» **Prompt**
Retype exactly the lines below, starting with the line that contains "point_to(query) gives the position of every instance of the lens" and ending with the last line; leave out any pictures.

» **Available records**
--- Begin ---
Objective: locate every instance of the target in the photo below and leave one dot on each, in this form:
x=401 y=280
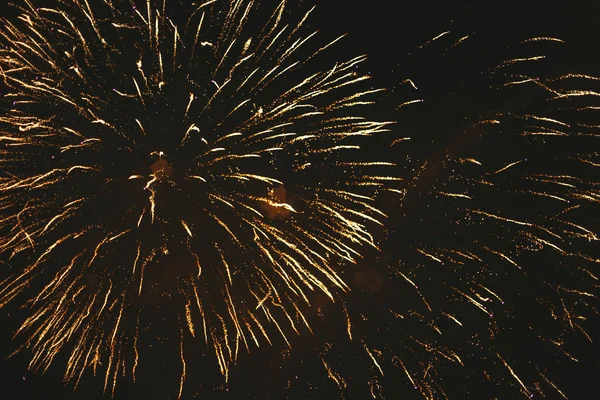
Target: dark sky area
x=456 y=87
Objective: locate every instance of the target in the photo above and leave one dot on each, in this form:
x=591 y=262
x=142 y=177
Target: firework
x=163 y=170
x=491 y=287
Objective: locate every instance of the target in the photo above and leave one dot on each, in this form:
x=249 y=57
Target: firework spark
x=145 y=158
x=495 y=255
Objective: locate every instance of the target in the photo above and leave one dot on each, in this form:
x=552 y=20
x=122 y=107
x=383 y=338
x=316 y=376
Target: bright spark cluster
x=130 y=137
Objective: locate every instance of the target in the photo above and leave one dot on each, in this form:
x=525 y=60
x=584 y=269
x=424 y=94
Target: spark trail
x=145 y=157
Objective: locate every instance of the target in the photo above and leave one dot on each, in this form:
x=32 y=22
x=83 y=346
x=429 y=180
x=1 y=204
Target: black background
x=389 y=32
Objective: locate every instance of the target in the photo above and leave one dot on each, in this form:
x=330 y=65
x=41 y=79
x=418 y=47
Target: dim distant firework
x=150 y=161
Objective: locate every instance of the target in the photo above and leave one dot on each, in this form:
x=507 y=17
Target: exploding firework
x=491 y=287
x=163 y=170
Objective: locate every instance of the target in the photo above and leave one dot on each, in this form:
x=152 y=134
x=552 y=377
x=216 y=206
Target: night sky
x=458 y=88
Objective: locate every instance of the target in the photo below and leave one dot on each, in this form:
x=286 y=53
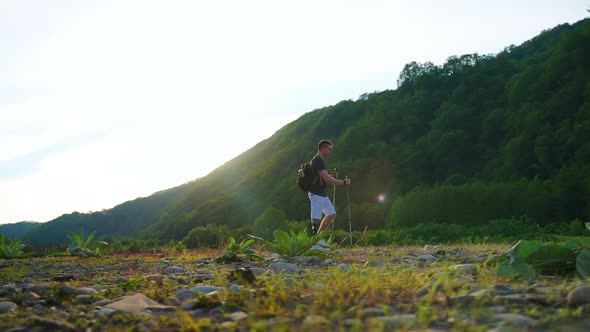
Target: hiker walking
x=320 y=203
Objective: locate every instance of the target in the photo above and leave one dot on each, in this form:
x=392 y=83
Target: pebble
x=579 y=296
x=8 y=290
x=238 y=316
x=280 y=266
x=83 y=299
x=395 y=321
x=343 y=267
x=315 y=320
x=516 y=320
x=156 y=277
x=173 y=270
x=52 y=325
x=503 y=289
x=7 y=306
x=465 y=268
x=104 y=312
x=518 y=299
x=372 y=312
x=69 y=290
x=29 y=299
x=426 y=258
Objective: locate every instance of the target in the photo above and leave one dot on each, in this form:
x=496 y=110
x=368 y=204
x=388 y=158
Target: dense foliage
x=479 y=138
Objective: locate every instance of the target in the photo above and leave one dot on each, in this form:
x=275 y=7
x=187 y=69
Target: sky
x=106 y=101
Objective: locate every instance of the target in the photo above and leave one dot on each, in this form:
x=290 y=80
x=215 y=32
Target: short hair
x=324 y=143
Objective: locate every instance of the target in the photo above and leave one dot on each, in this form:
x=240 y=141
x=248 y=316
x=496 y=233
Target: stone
x=238 y=316
x=104 y=312
x=394 y=322
x=138 y=303
x=426 y=258
x=116 y=280
x=242 y=275
x=431 y=249
x=101 y=303
x=503 y=289
x=7 y=306
x=462 y=300
x=579 y=296
x=315 y=320
x=64 y=277
x=373 y=263
x=516 y=320
x=204 y=289
x=156 y=277
x=184 y=294
x=83 y=299
x=372 y=312
x=43 y=290
x=465 y=268
x=283 y=267
x=51 y=325
x=517 y=299
x=173 y=270
x=29 y=299
x=8 y=290
x=69 y=290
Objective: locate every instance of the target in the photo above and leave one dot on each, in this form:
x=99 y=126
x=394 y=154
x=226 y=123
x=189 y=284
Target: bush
x=10 y=249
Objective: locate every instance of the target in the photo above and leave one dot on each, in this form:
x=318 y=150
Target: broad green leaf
x=581 y=240
x=583 y=263
x=517 y=270
x=89 y=239
x=523 y=249
x=282 y=239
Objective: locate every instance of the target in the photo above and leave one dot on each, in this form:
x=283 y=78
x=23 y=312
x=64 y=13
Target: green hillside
x=478 y=138
x=17 y=230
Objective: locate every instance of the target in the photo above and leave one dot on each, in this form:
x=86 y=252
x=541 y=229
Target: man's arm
x=330 y=180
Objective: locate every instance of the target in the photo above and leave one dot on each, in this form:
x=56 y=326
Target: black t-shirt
x=318 y=187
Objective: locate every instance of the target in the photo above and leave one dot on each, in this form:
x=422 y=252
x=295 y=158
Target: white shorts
x=320 y=204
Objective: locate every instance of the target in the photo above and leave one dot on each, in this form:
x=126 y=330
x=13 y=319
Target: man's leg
x=315 y=226
x=330 y=213
x=316 y=212
x=327 y=221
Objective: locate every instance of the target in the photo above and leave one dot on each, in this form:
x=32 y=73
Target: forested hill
x=478 y=138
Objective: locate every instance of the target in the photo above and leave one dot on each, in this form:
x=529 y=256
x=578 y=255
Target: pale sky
x=105 y=101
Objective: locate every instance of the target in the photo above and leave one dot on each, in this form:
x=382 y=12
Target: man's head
x=325 y=148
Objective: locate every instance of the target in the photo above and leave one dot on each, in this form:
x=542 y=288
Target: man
x=317 y=194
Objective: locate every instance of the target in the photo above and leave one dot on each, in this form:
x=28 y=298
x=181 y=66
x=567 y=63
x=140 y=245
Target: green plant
x=236 y=251
x=563 y=254
x=292 y=244
x=84 y=247
x=10 y=249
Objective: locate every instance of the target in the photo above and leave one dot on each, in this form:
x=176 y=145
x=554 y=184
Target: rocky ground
x=366 y=289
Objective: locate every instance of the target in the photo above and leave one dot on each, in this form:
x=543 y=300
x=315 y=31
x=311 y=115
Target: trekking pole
x=349 y=215
x=334 y=202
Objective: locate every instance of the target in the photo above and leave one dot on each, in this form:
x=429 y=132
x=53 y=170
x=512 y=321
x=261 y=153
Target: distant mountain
x=478 y=138
x=17 y=230
x=125 y=220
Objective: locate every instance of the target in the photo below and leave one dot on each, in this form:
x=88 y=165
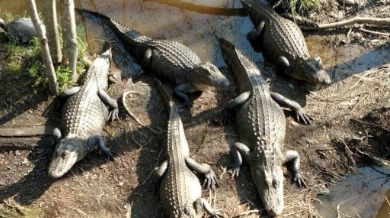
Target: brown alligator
x=166 y=59
x=261 y=125
x=85 y=112
x=180 y=191
x=282 y=42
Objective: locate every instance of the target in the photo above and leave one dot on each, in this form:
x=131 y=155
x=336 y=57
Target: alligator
x=282 y=42
x=180 y=189
x=168 y=60
x=261 y=126
x=84 y=114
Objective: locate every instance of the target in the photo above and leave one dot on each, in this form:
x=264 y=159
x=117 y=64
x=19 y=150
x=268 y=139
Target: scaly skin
x=83 y=117
x=282 y=41
x=168 y=60
x=180 y=189
x=261 y=125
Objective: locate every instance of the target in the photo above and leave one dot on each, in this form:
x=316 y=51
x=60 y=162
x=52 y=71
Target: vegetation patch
x=27 y=60
x=10 y=209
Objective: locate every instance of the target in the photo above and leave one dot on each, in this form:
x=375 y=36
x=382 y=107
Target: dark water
x=361 y=194
x=365 y=193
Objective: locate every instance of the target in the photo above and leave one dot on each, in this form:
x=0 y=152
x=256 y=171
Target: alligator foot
x=179 y=93
x=228 y=119
x=114 y=114
x=98 y=139
x=302 y=117
x=298 y=179
x=234 y=170
x=213 y=212
x=210 y=181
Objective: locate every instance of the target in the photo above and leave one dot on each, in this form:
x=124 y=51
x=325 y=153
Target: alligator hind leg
x=210 y=210
x=210 y=180
x=159 y=173
x=112 y=103
x=98 y=140
x=254 y=37
x=293 y=105
x=292 y=160
x=180 y=91
x=233 y=105
x=146 y=59
x=237 y=151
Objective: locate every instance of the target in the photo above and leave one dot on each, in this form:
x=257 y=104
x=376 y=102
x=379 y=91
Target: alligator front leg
x=237 y=151
x=292 y=160
x=210 y=180
x=159 y=173
x=146 y=59
x=58 y=102
x=57 y=135
x=69 y=92
x=112 y=103
x=203 y=202
x=180 y=92
x=293 y=105
x=233 y=105
x=97 y=139
x=254 y=37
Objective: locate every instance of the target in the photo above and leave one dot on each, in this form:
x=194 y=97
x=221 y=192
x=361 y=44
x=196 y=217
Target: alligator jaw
x=64 y=157
x=208 y=75
x=269 y=183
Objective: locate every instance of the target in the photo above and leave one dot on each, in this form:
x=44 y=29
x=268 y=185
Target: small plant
x=298 y=6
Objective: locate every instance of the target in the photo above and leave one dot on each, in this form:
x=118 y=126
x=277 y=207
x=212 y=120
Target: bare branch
x=50 y=19
x=41 y=31
x=355 y=20
x=69 y=36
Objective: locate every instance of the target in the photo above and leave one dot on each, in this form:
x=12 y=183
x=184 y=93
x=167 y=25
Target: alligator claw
x=227 y=117
x=114 y=114
x=298 y=179
x=188 y=104
x=155 y=187
x=303 y=118
x=210 y=181
x=109 y=153
x=234 y=170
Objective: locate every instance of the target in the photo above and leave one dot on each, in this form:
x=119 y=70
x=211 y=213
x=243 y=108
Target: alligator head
x=67 y=152
x=269 y=183
x=206 y=75
x=310 y=70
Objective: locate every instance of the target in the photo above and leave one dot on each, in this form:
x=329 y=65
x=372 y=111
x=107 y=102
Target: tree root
x=355 y=20
x=131 y=113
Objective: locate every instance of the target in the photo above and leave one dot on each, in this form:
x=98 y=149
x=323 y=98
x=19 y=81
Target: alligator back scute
x=173 y=59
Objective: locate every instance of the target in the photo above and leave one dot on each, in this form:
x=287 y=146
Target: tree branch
x=355 y=20
x=41 y=31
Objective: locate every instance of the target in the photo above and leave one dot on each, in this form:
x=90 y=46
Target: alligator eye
x=65 y=154
x=274 y=183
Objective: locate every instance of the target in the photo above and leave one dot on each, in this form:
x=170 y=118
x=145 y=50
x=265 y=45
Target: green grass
x=27 y=60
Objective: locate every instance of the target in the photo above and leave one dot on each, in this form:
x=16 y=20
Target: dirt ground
x=351 y=128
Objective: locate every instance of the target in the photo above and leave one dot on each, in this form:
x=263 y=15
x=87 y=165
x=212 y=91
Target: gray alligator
x=282 y=42
x=261 y=125
x=84 y=115
x=180 y=189
x=168 y=60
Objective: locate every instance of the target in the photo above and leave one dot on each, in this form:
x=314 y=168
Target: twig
x=246 y=213
x=374 y=32
x=131 y=113
x=27 y=131
x=343 y=23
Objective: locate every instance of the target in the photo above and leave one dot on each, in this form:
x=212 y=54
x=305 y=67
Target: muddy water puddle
x=365 y=193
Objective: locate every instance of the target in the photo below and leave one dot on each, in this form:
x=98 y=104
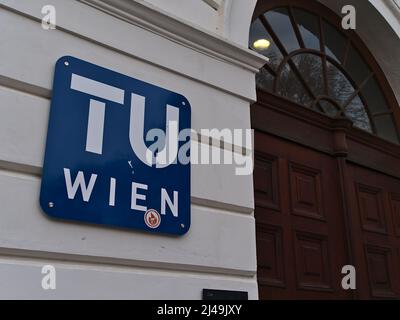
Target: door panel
x=301 y=243
x=375 y=203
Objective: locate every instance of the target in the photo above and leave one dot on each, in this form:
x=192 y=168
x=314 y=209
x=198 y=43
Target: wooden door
x=301 y=245
x=374 y=200
x=326 y=196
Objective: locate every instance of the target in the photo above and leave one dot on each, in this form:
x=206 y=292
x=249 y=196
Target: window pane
x=356 y=66
x=329 y=108
x=310 y=66
x=282 y=26
x=340 y=89
x=290 y=87
x=309 y=28
x=335 y=42
x=385 y=128
x=374 y=97
x=265 y=80
x=356 y=112
x=258 y=32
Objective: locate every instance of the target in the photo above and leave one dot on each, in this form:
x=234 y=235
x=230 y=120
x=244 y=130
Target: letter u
x=136 y=134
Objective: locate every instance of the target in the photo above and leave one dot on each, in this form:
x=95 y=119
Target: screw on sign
x=152 y=218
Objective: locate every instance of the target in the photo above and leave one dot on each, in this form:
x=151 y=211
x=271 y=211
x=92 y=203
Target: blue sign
x=117 y=152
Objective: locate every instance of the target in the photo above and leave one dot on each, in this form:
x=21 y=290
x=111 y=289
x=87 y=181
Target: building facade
x=324 y=193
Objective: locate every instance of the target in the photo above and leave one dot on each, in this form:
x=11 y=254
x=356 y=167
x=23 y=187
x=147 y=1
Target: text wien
x=86 y=189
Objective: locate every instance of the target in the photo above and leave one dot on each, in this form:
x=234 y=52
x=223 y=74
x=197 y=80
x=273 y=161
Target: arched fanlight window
x=315 y=64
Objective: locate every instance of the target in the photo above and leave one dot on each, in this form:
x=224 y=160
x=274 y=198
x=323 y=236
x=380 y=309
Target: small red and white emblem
x=152 y=218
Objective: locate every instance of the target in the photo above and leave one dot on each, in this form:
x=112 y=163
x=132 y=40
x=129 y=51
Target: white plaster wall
x=97 y=262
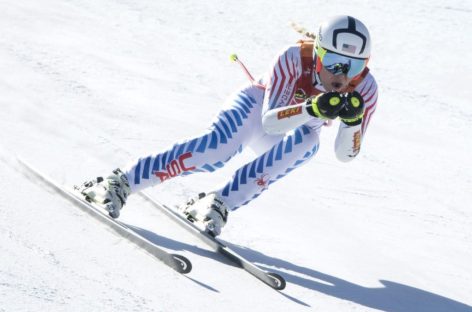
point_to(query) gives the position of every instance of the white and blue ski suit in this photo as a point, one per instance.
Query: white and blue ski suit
(286, 136)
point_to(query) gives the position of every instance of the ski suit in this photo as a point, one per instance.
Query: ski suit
(273, 121)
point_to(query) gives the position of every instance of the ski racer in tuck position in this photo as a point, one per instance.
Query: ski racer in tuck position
(280, 116)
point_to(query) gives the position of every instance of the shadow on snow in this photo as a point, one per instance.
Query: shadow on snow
(394, 297)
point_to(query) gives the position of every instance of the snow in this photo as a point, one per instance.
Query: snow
(87, 86)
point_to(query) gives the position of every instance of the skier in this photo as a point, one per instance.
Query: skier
(280, 116)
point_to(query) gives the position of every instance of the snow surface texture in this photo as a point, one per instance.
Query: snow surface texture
(86, 86)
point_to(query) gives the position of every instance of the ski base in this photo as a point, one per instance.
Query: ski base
(272, 279)
(177, 262)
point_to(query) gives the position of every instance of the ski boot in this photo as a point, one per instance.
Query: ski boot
(110, 192)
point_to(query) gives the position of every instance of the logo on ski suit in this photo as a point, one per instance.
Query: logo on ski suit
(175, 167)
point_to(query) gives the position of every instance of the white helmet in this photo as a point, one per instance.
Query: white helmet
(344, 35)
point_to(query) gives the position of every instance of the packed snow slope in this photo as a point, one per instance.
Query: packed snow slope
(86, 86)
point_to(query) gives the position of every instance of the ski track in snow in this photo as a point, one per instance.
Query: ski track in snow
(87, 86)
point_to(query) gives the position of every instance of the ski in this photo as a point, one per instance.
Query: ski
(272, 279)
(177, 262)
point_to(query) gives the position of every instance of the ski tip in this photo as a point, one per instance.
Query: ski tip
(278, 281)
(183, 265)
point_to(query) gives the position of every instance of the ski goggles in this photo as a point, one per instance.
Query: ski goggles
(338, 64)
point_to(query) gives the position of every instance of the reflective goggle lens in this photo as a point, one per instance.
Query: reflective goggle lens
(339, 64)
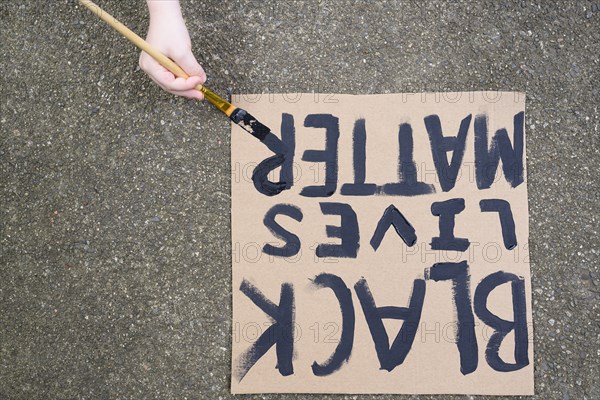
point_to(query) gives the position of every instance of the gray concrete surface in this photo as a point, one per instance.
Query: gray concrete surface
(114, 224)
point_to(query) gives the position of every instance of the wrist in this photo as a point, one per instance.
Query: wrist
(164, 10)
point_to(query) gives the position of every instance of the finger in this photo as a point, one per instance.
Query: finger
(190, 65)
(190, 94)
(167, 80)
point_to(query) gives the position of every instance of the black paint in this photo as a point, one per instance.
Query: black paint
(347, 231)
(280, 334)
(507, 223)
(292, 242)
(288, 137)
(486, 160)
(440, 145)
(329, 156)
(249, 123)
(466, 340)
(344, 348)
(390, 357)
(393, 216)
(261, 172)
(407, 169)
(359, 144)
(447, 211)
(501, 326)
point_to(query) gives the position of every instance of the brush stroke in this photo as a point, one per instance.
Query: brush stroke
(292, 242)
(391, 357)
(280, 334)
(446, 211)
(507, 222)
(393, 217)
(344, 348)
(347, 232)
(487, 160)
(466, 341)
(440, 145)
(329, 156)
(501, 326)
(359, 155)
(408, 185)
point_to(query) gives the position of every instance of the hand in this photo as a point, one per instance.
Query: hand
(167, 33)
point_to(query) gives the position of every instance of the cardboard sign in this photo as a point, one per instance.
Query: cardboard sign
(386, 251)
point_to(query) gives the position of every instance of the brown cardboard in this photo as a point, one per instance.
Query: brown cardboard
(433, 364)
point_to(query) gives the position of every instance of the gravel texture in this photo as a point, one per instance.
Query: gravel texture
(114, 196)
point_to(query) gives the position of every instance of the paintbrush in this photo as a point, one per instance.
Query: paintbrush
(238, 115)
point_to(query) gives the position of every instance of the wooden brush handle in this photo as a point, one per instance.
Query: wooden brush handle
(162, 59)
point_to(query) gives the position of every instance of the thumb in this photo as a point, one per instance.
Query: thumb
(190, 65)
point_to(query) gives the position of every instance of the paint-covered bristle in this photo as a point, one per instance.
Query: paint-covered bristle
(258, 130)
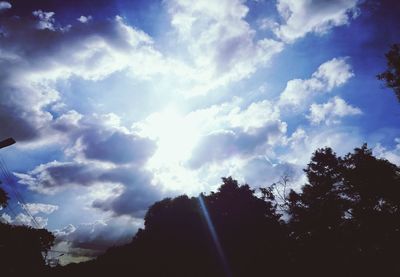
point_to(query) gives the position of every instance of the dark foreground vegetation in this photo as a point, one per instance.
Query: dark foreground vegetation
(344, 222)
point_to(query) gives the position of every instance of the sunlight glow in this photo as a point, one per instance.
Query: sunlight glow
(176, 136)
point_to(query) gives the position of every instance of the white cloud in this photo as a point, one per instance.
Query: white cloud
(24, 219)
(84, 19)
(46, 20)
(36, 208)
(5, 5)
(305, 16)
(220, 44)
(329, 75)
(331, 112)
(302, 143)
(392, 155)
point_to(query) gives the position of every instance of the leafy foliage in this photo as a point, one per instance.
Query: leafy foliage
(391, 75)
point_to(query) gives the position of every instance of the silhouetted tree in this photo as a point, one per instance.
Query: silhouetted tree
(22, 248)
(231, 232)
(344, 222)
(317, 216)
(373, 187)
(391, 75)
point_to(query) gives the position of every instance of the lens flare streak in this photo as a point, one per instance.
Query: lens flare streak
(214, 236)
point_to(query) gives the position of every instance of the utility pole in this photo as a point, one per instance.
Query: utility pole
(7, 142)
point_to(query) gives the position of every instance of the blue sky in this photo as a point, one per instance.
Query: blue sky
(119, 104)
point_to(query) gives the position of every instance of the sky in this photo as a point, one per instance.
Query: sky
(118, 104)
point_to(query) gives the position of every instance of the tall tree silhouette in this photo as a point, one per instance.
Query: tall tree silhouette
(373, 187)
(231, 232)
(22, 248)
(317, 217)
(391, 75)
(345, 221)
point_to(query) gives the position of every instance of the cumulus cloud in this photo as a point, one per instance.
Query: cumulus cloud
(5, 5)
(46, 20)
(84, 19)
(224, 144)
(329, 75)
(331, 112)
(221, 44)
(392, 155)
(36, 208)
(93, 238)
(303, 142)
(24, 219)
(35, 59)
(54, 176)
(303, 16)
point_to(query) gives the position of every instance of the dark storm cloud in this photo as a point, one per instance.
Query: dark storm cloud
(224, 144)
(135, 198)
(116, 147)
(37, 50)
(91, 239)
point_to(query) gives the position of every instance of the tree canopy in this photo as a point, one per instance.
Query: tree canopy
(391, 75)
(345, 221)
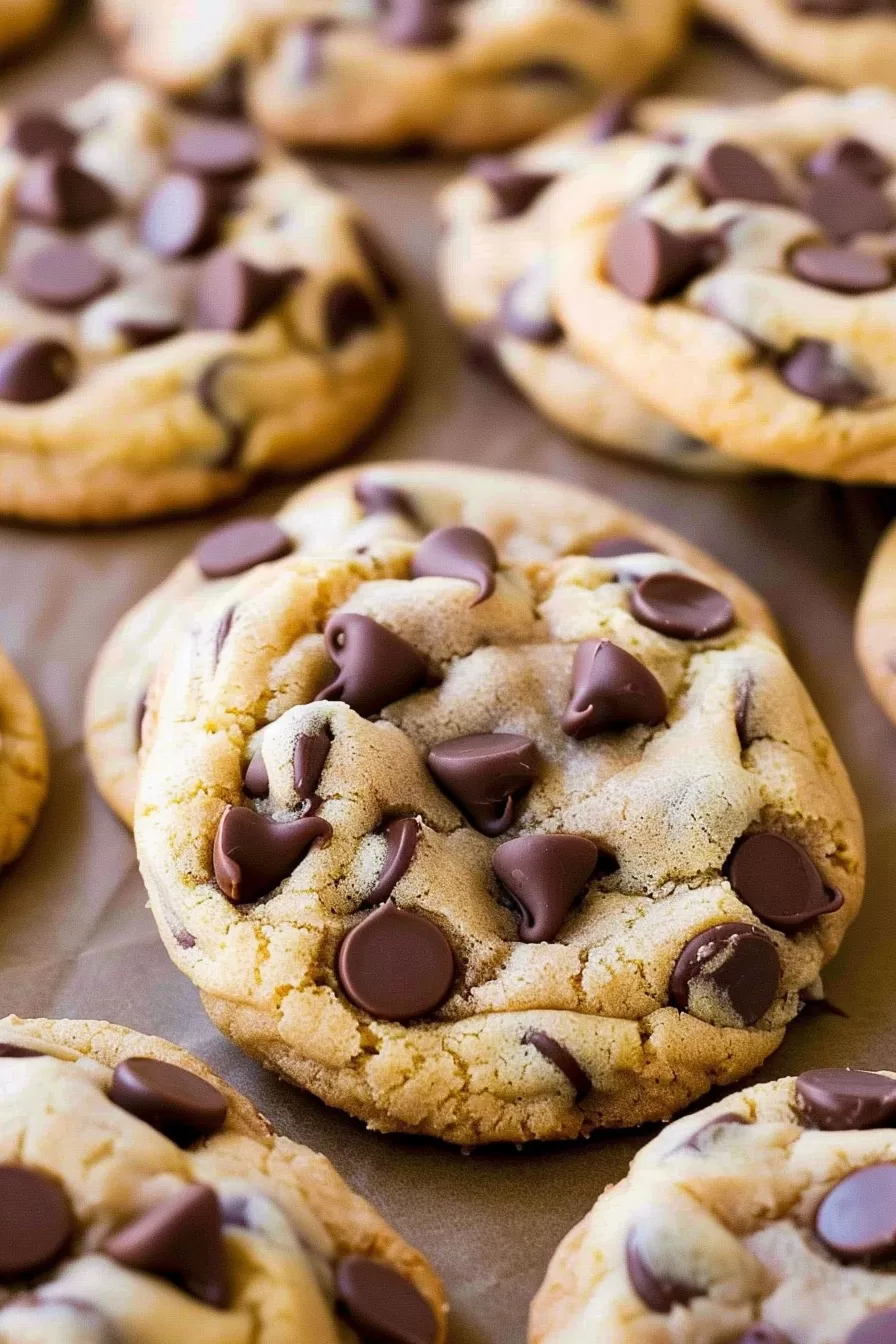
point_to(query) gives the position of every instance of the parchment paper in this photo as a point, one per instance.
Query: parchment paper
(75, 937)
--- End ---
» **Solution**
point_to(query) gives the position of every instance of the lens flare streak in this photo as a point, one per instance.
Query: lens flare streak
(214, 236)
point_to(query) gives the position of every instance of the utility pole in this photo as a point, one per instance.
Query: utility pole
(7, 142)
point_to(query) gives the position of every instance of the blue sky in this photo as a point, one per instance.
Query: blue sky
(119, 104)
point_to(query) gives the position of every instance of the sky in this photo as a point, one per instance.
Query: sky
(118, 104)
point_to(query) gives the position of every instance of the tall tree silhouette in this photo as a point, one per instance.
Query: tall tree silhouette
(373, 187)
(231, 232)
(22, 248)
(317, 217)
(391, 75)
(345, 221)
point_to(query) gives the position of every instance of the cumulus cloud in this photo as a point, one per instance.
Query: cumulus cloud
(5, 5)
(46, 20)
(84, 19)
(224, 144)
(329, 75)
(331, 112)
(221, 44)
(392, 155)
(36, 208)
(93, 238)
(303, 142)
(24, 219)
(35, 59)
(54, 176)
(303, 16)
point_to(query) gives the position of every instance of the dark storm cloud in this photo as a point, one per instance.
Query: dark storm cloud
(224, 144)
(135, 198)
(116, 147)
(37, 50)
(91, 239)
point_to(query) gives the position of every instance of the tree canopy in this photo as a point, one per instance.
Query: tree canopy
(391, 75)
(345, 221)
point_to(query) gives the position of every instance of the parchment paper in this photo as a point, one per instance.
Query: parchment paper
(75, 937)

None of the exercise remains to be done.